Tuesday 7 December 2010

France in the 17th Century: The Consolidation of Power

The development of the French state as an absolute monarchy was the first step in an historical process that was to lead to more than a century of conflict, at times on a global scale. The result was a change in the geo-political order that has had ramifications down to the present day.

Repercussions of the Reformation
The Protestant Reformation had profound and long lasting consequences for
The Peace of Westphalia in 1648 marked the end of the Thirty Years War which had begun with Protestant-Catholic antagonism and dynastic politics within the Holy Roman Empire. The pan-European conflict saw interventions in support of the Protestant cause against the Austrian and Spanish Hapsburgs; three decades of continually shifting alliances saw German Liberties pitted against the Emperor, Protestant against Catholic, Lutheran against Calvinist, Jesuit against Capuchin, United Provinces against Spanish Netherlands, Denmark against Sweden and, most decisively, Bourbon against Hapsburg. In 1635, France had only recently consolidated Catholic supremacy after almost seventy years of religious confrontation with Calvinist sectarianism. But the First Minister, Cardinal Richelieu, threatened by the Austrian and Spanish presence on his borders, chose chauvinist expediency over religion and sided with Protestant interests. And religion was further subordinated to the needs of the state as Richelieu worked towards the concentration of power in the institution of the monarchy, underwritten always by the principle of the divine right of kings.

The Peace of Westphalia determined the future shape of German-speaking
Europe while creating a Protestant stronghold in the north that included a Dutch Republic independent from Spain. With the acquisition of Alsace, France was strengthened at the expense of the Empire. But the Peace of Westphalia did not by any means put an end to hostilities. For a further thirty years, until the Treaty of Nijmegen in 1678 provided a breathing space, the belligerents continued in a confusing series of coalitions. England, always watchful of the European balance of power and with more than a sideways glance at her commercial interests, now lent her weight variously in the confrontations that centred, for the most part, on the Low Countries: on occasion supporting the Dutch Republic but more often allied against a burgeoning mercantile threat. Nijmegen brought respite from conflict, amongst other things allowing France to pursue territorial expansion in the Americas, Asia and Africa. This was of no small significance for the century to come; but the period between the Peace of Westphalia and the Treaty of Nijmegen saw events that were of equal, if more subtle, consequence. These events revolved around the nature of Church and State, not the least of the many factors that placed England and France
on a collision course long before the outbreak of the Seven Years War.
==*==
◆ Exercise brief ◆
Summarize the essay on seventeenth-century France in two sentences.
==*==
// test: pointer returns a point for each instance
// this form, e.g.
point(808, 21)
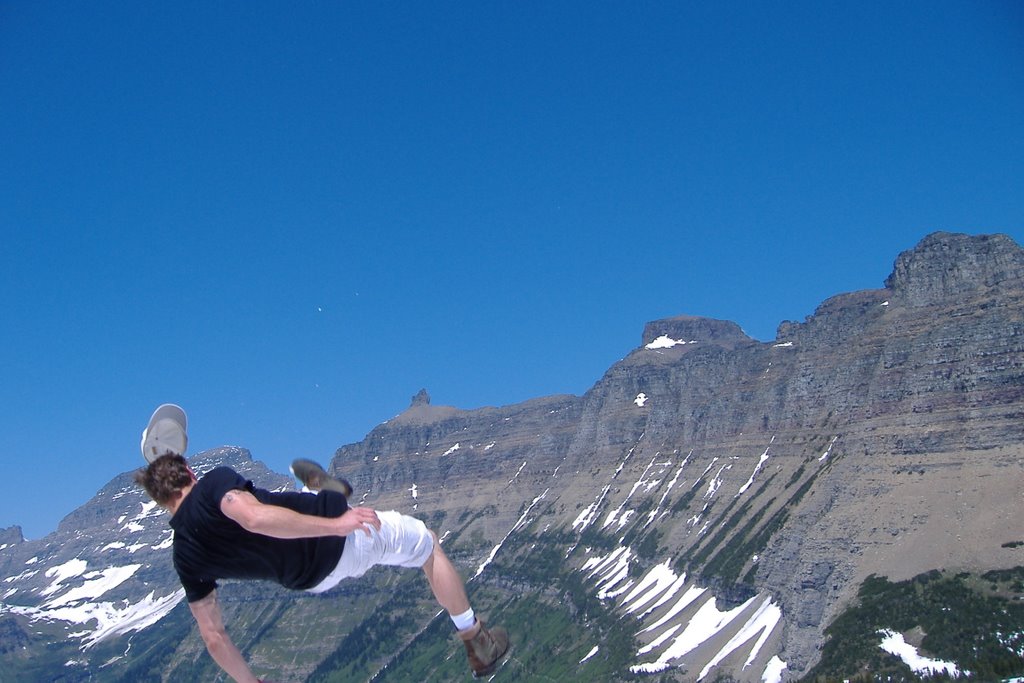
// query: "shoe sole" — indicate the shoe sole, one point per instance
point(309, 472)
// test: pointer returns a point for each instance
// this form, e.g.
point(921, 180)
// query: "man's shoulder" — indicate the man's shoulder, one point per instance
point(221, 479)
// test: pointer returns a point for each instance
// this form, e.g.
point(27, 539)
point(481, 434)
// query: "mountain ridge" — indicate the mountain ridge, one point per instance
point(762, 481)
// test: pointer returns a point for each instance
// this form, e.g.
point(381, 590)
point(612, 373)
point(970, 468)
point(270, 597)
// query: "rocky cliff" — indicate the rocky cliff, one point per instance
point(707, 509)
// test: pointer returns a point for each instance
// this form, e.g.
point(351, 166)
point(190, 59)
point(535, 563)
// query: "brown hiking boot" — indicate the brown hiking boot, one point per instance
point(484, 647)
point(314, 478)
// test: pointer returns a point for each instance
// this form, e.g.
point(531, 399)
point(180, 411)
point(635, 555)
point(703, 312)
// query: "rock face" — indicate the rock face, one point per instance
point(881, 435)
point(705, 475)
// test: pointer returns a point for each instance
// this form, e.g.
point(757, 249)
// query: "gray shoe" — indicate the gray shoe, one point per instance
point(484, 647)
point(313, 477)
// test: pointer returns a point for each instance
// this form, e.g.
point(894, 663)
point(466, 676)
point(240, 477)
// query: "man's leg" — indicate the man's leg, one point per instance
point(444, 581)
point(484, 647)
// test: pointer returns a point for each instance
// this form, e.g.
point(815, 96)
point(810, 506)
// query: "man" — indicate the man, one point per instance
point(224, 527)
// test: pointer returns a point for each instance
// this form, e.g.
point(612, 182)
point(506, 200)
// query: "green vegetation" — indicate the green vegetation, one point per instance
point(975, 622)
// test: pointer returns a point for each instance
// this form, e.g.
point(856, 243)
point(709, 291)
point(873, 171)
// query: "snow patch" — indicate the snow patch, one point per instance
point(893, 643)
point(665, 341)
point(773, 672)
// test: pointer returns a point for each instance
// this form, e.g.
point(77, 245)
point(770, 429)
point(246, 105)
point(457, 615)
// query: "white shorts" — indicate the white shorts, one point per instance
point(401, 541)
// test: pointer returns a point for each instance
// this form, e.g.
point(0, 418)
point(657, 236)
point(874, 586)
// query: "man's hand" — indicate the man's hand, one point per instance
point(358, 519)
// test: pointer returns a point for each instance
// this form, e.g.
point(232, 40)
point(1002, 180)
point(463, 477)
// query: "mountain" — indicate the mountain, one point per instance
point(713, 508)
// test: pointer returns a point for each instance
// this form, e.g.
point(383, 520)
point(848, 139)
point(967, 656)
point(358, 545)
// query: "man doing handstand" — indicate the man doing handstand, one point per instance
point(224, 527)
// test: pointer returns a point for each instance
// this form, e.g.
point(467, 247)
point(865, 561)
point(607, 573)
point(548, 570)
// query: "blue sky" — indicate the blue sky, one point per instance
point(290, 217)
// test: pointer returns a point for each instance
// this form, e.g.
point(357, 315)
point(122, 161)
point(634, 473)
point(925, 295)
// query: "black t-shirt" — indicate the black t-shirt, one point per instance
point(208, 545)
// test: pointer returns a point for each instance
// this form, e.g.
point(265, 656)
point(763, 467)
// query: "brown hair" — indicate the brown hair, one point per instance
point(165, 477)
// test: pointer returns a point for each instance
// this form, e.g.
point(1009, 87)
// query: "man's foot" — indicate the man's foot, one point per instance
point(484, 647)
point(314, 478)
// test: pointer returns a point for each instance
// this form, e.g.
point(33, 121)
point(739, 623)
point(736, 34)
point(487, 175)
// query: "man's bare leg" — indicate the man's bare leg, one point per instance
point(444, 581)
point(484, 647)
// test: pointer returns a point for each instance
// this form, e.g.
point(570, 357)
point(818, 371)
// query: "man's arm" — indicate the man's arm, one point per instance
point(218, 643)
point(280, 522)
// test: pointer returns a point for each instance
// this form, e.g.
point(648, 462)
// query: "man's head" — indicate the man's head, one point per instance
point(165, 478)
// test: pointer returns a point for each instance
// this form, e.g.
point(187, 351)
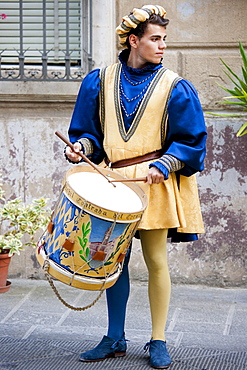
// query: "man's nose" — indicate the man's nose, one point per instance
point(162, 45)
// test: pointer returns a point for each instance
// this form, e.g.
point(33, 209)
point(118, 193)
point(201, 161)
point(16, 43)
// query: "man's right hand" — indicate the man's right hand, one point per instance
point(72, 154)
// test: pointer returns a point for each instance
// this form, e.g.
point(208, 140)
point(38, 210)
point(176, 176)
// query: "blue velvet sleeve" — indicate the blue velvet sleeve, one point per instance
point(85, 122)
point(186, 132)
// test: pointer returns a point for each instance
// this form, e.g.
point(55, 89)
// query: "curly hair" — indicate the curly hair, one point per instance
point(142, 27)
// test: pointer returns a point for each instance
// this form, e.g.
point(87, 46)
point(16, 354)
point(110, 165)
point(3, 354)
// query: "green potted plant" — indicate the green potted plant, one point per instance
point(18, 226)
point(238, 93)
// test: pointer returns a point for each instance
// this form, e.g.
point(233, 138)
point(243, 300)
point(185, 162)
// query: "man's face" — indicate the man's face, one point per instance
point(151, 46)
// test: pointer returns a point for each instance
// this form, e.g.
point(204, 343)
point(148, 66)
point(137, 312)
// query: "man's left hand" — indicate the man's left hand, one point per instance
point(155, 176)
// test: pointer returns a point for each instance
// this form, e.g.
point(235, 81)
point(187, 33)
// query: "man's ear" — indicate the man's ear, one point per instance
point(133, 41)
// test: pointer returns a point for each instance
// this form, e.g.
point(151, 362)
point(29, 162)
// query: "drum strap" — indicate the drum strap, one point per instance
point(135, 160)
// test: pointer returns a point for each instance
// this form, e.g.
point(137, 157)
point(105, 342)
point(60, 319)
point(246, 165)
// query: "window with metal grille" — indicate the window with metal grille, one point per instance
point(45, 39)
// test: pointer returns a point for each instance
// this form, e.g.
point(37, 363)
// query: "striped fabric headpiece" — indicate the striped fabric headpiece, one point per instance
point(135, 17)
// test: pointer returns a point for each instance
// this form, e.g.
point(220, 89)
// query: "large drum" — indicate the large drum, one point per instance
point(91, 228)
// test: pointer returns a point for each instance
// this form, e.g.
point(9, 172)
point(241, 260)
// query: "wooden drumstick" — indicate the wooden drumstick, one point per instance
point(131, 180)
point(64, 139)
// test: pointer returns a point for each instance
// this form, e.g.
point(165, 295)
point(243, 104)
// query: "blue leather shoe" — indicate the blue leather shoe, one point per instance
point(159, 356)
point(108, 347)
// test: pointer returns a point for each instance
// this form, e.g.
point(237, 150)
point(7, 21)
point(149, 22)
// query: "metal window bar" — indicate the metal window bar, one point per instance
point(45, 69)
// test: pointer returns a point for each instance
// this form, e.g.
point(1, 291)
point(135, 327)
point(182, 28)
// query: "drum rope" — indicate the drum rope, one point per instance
==*==
◆ Response for this exercise ◆
To counter the Austrian and Spanish Hapsburgs during the Thirty Years War, which ended with the Peace of Westphalia in 1648, Cardinal Richelieu sided with Protestant interests and subordinated religion to the needs of the state while concentrating power in the monarchy. Westphalia strengthened France with Alsace, but fighting went on until the Treaty of Nijmegen in 1678, and the church-and-state events of those years helped set England and France on a collision course long before the Seven Years War.